ENTRIES PROVIDED —

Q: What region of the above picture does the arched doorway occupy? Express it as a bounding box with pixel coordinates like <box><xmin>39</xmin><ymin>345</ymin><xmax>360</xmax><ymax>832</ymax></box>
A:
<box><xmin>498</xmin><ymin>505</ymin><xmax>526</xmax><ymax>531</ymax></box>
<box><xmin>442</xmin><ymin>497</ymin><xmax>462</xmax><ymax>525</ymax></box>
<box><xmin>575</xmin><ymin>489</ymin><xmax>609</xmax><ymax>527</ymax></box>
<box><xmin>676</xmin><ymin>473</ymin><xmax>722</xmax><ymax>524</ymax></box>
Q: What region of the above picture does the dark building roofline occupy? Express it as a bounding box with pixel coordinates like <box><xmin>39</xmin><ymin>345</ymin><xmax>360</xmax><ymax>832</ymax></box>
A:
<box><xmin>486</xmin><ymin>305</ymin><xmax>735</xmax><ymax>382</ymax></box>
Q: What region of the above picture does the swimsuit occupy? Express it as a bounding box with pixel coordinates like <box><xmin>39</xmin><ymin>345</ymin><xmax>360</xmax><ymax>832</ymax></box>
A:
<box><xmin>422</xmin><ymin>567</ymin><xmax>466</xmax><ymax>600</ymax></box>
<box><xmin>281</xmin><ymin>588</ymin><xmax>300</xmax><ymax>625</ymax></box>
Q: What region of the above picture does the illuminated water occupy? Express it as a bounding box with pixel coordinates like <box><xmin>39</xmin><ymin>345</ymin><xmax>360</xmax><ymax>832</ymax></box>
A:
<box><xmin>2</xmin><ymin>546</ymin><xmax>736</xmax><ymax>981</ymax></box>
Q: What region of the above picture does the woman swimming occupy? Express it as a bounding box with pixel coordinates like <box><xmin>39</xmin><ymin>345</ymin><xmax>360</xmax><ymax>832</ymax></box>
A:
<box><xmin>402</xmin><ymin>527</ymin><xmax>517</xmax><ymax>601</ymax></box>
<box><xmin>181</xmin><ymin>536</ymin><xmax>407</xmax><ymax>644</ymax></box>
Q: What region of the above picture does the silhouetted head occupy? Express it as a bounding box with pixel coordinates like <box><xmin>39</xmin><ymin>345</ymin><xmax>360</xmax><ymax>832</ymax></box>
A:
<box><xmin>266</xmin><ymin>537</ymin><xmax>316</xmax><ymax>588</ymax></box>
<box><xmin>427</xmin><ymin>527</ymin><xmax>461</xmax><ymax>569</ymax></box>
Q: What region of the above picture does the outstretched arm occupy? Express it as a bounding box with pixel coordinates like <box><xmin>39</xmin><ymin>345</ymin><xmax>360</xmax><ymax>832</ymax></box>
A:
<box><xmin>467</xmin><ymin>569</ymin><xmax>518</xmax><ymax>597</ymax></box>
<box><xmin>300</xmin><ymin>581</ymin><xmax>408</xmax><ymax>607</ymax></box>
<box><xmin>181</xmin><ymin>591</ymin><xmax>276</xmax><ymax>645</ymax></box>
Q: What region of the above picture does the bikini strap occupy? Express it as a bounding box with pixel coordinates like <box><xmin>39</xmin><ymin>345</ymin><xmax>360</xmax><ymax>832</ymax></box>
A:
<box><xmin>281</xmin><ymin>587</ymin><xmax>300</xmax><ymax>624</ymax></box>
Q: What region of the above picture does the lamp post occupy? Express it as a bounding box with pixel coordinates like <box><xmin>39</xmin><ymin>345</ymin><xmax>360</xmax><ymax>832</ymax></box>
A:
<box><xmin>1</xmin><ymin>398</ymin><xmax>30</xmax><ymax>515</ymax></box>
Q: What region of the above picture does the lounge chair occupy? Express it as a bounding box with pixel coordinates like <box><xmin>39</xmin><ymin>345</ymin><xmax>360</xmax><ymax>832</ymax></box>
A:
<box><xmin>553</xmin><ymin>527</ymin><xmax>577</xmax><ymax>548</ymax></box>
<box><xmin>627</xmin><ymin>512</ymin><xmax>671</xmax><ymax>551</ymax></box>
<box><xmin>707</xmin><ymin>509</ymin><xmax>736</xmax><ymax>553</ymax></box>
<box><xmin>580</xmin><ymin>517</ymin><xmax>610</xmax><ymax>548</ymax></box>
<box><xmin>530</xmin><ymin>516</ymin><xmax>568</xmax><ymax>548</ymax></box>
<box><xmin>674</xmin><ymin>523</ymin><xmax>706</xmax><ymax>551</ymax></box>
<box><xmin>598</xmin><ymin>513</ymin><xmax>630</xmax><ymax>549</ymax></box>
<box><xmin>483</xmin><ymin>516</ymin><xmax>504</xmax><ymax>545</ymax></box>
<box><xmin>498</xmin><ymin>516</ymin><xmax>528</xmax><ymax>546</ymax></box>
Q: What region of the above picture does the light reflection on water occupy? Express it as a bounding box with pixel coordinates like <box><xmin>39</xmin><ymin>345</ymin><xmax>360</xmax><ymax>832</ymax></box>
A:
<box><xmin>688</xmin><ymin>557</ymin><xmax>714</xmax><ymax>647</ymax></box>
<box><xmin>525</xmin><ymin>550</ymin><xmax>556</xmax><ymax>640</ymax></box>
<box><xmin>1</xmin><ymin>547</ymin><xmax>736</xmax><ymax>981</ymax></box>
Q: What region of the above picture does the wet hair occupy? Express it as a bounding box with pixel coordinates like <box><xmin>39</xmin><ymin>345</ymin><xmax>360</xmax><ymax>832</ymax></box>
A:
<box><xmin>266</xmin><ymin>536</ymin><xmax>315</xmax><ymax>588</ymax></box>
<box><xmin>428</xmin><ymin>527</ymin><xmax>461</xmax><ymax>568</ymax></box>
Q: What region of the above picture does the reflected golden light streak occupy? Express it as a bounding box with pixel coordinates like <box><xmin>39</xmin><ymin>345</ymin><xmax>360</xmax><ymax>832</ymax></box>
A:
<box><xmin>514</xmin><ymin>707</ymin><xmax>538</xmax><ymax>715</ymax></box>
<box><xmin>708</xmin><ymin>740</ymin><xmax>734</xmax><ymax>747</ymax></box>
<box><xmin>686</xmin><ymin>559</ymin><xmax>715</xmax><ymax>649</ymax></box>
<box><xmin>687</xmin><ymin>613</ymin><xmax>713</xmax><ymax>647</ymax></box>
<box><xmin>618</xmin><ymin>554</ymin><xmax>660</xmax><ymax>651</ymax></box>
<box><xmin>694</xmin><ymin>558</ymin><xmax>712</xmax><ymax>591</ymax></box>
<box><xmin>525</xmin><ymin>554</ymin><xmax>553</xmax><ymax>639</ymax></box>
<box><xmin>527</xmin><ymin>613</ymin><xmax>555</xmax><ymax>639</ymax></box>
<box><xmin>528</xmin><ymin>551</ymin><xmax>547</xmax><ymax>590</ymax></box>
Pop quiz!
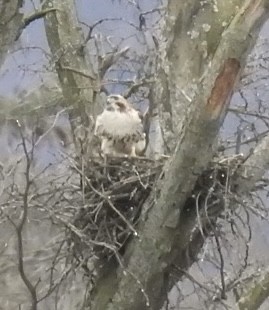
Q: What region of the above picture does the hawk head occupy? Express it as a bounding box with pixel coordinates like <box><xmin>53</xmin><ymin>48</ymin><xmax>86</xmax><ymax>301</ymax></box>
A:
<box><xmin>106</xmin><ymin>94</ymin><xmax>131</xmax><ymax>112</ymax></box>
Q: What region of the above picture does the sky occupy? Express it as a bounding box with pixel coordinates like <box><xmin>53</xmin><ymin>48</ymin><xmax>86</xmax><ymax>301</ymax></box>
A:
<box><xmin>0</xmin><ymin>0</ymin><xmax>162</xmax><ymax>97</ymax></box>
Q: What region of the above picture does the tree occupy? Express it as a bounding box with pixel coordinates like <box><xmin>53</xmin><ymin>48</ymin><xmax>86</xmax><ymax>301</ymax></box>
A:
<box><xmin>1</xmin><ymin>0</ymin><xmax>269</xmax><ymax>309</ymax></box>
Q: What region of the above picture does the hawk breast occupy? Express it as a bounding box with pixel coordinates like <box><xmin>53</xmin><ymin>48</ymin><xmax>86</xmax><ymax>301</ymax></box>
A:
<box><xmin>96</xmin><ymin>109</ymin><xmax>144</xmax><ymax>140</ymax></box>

WHAT THIS TASK INVOLVES — Copy whichever lines above contain the string "water".

EXERCISE RESULT —
Q: What region of the above picture does the illuminated water occupy? Express it as a bounding box with pixel coordinates like <box><xmin>39</xmin><ymin>345</ymin><xmax>360</xmax><ymax>832</ymax></box>
Q: What region of the above picture does the light reflection on water occupy? Express it as a bounding box with pixel coordinates like <box><xmin>39</xmin><ymin>345</ymin><xmax>360</xmax><ymax>832</ymax></box>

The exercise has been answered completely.